OBJECTIVE.
Every entry that follows should be repeated exactly; drop the images.

MATERIAL FOR THIS TASK.
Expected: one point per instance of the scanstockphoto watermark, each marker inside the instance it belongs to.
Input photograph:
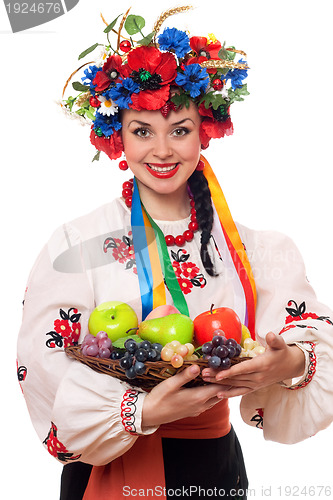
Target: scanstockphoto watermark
(28, 14)
(186, 492)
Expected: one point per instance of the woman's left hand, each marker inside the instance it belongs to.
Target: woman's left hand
(279, 362)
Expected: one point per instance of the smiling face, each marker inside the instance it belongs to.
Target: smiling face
(162, 152)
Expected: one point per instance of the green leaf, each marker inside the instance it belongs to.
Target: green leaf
(96, 157)
(87, 51)
(227, 54)
(181, 100)
(111, 25)
(134, 24)
(120, 343)
(80, 87)
(90, 115)
(147, 39)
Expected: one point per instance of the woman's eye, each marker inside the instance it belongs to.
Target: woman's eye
(142, 132)
(179, 132)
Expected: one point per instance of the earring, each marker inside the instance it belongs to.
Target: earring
(200, 166)
(123, 165)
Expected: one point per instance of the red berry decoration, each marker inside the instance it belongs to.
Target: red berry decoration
(94, 102)
(125, 46)
(180, 240)
(193, 226)
(217, 84)
(123, 165)
(188, 235)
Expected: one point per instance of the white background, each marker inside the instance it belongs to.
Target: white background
(275, 172)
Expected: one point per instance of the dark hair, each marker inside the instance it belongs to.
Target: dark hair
(205, 215)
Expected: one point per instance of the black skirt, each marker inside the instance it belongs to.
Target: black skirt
(194, 468)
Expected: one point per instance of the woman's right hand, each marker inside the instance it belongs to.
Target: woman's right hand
(169, 400)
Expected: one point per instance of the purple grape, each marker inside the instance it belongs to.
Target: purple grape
(140, 368)
(116, 354)
(126, 362)
(222, 351)
(105, 343)
(102, 335)
(225, 363)
(153, 355)
(141, 354)
(218, 340)
(214, 362)
(238, 350)
(206, 348)
(130, 372)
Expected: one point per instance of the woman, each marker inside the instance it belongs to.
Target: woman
(160, 104)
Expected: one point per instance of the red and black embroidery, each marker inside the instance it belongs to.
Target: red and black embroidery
(56, 448)
(298, 313)
(128, 410)
(187, 273)
(122, 250)
(259, 418)
(311, 368)
(66, 330)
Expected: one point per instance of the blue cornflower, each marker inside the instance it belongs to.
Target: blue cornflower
(90, 74)
(107, 124)
(121, 94)
(173, 39)
(195, 79)
(236, 76)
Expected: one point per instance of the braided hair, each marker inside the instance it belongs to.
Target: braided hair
(203, 206)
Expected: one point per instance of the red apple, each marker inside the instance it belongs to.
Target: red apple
(222, 318)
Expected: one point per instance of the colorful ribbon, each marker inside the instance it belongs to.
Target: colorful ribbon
(154, 264)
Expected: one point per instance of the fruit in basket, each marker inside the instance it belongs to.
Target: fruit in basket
(220, 351)
(113, 317)
(161, 311)
(221, 318)
(167, 328)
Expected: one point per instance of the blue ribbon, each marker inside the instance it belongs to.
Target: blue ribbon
(140, 244)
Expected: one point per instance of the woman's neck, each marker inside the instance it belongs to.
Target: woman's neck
(165, 206)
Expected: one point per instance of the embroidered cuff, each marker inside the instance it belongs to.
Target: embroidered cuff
(131, 412)
(310, 367)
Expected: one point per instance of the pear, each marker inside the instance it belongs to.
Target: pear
(167, 328)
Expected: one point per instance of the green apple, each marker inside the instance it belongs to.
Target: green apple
(113, 317)
(166, 329)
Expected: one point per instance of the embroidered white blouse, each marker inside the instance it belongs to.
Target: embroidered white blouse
(78, 413)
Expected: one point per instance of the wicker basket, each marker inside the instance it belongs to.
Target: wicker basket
(157, 371)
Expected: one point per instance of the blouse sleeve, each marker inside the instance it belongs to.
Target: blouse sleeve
(287, 305)
(78, 414)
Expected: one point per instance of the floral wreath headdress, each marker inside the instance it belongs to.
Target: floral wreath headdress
(142, 75)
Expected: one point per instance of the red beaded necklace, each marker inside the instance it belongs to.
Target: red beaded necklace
(170, 240)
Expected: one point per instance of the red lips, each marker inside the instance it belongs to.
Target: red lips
(160, 174)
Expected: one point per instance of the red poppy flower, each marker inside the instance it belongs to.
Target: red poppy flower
(204, 50)
(112, 146)
(213, 129)
(153, 71)
(110, 73)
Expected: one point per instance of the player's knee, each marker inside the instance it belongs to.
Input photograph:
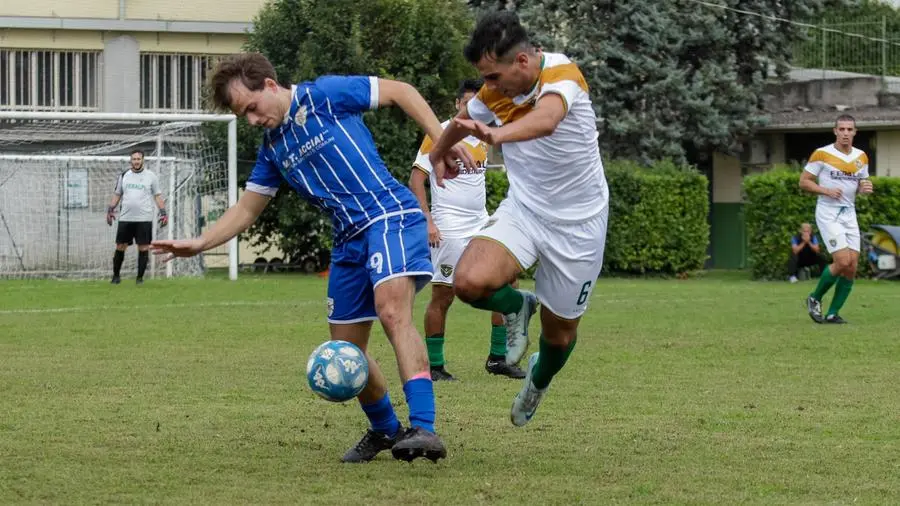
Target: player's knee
(561, 338)
(844, 263)
(393, 317)
(467, 287)
(442, 299)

ANSWER BELOW.
Expected: one point per instance of the scanstockphoto watermark, each marker inside the instance it belongs to.
Input photograph:
Target: scanstockphoto watermark
(28, 14)
(186, 492)
Expected: one point per instance of the woman's left hand, each marker inside the instance it belongs to.
Target: woman's left hand
(279, 362)
Expected: one point per instance of the smiling face, each marker inside the instance it belongs to.
Target: smiling face
(162, 152)
Expected: one point per instance of the green leaf, each marker inside the instance it belongs to.
Target: green leaf
(96, 157)
(87, 51)
(227, 54)
(181, 100)
(111, 25)
(134, 24)
(120, 343)
(80, 87)
(90, 115)
(147, 39)
Expected: one point per instance of the woman's eye, each marker inside the instance it belongs to.
Target: woman's eye
(142, 132)
(179, 132)
Expected: one point per instance of the earring, each marker inside the instance it belongs to.
Target: earring
(200, 166)
(123, 165)
Expected: one point per instance of the red berry decoration, each marker inside the instance it belongs to.
Target: red berry decoration
(94, 102)
(125, 46)
(180, 240)
(193, 226)
(217, 84)
(123, 165)
(188, 235)
Expected: one point per instance of the white background, each marker inside the instance it belongs to.
Target: white background
(275, 172)
Expected: one point per instance of the dark hair, each marker inside the instance it belongs to.
Target: dark hair
(205, 215)
Expected: one point per instance of the black skirt, each marker inside the instance it belongs to.
Target: black skirt
(194, 468)
Expected: one point per instance of the woman's right hand, each marker inside the instance it belongs to.
Target: woman's right hand
(169, 400)
Expected: one point per instance of the purple grape, each marker inside the instance it belongs to.
Target: purple grape
(140, 368)
(116, 354)
(126, 362)
(222, 351)
(105, 343)
(102, 335)
(225, 363)
(153, 355)
(141, 354)
(218, 340)
(214, 362)
(238, 350)
(206, 348)
(130, 372)
Expected: one point per instance of the woman, each marker inside the instance it belongs to.
Target: woman
(160, 104)
Expected: one point per instance of the red and black embroidery, each marker inside the instance it belongs to.
Target: red and black embroidery
(56, 448)
(298, 313)
(128, 410)
(187, 273)
(122, 250)
(259, 418)
(311, 368)
(66, 330)
Expected: one point per instance of the blue cornflower, each marker inside the instance it belongs to.
Target: blue cornflower
(90, 74)
(107, 124)
(121, 94)
(173, 39)
(195, 79)
(236, 76)
Expected: one point per instance of the braided hair, each marker inside the instance it belongs to.
Target: braided hair
(203, 206)
Expected: one point per instance of the red apple, each marker inside the instance it belongs to.
Target: red apple
(222, 318)
Expected: one point per instance of the colorful ribbon, each marker inside the instance it belongs to.
Target: colorful ribbon
(154, 264)
Expected: one point per instance of the fruit in basket, each marker inside the instance it belongs to.
Target: fruit in basket
(220, 351)
(113, 317)
(161, 311)
(221, 318)
(167, 328)
Expected: one point per instance of the blue ribbon, each marker inside the instance it belongs to.
Target: blue ribbon
(140, 244)
Expected: one point per instance of the woman's neck, each marker inside the instance it belongs to.
Target: woman's neck
(165, 206)
Expected: one point per instance of the embroidered cuff, each marker inside the instance it belongs to.
Target: embroidered cuff
(131, 412)
(310, 367)
Expected: one point per instance of the pear, each marker inside the instance it belongs to.
Target: pear
(167, 328)
Expected: one point per instance of the green apple, each marker inside the instance it belongs to.
Target: green apple
(113, 317)
(166, 329)
Expected: one point per instance of the embroidered white blouse, each marker inside the instance it belongs to.
Target: embroidered white blouse
(78, 413)
Expected: one point per instance of the wicker basket, each marker inside the instance it belongs to.
Target: wicker basket
(157, 371)
Expected: one point per instance of the blouse sleeve, each marker inside the instance it belongs to.
Target: blouse sleeve
(287, 305)
(78, 414)
Expected: one point per instance of the floral wreath headdress, each marker inside the instance it belongs to.
Target: floral wreath headdress
(142, 75)
Expected: one point per instance of the red beaded necklace, each marker inside the instance it belongs to.
Target: red beaded necklace
(170, 240)
Expected: one point per instance of the red lips, each marker inside the instance it belongs to.
Target: red lips
(160, 174)
Expected: one point per instance of the red poppy flower, each marker inside the instance it belongs to.
Target: red poppy flower
(204, 50)
(112, 146)
(213, 129)
(153, 71)
(110, 73)
Expected: one point per instance of the player's knee, each marker inside the instance it belongs to.
Input photograph:
Target: player's knee
(561, 338)
(844, 263)
(393, 317)
(467, 287)
(442, 299)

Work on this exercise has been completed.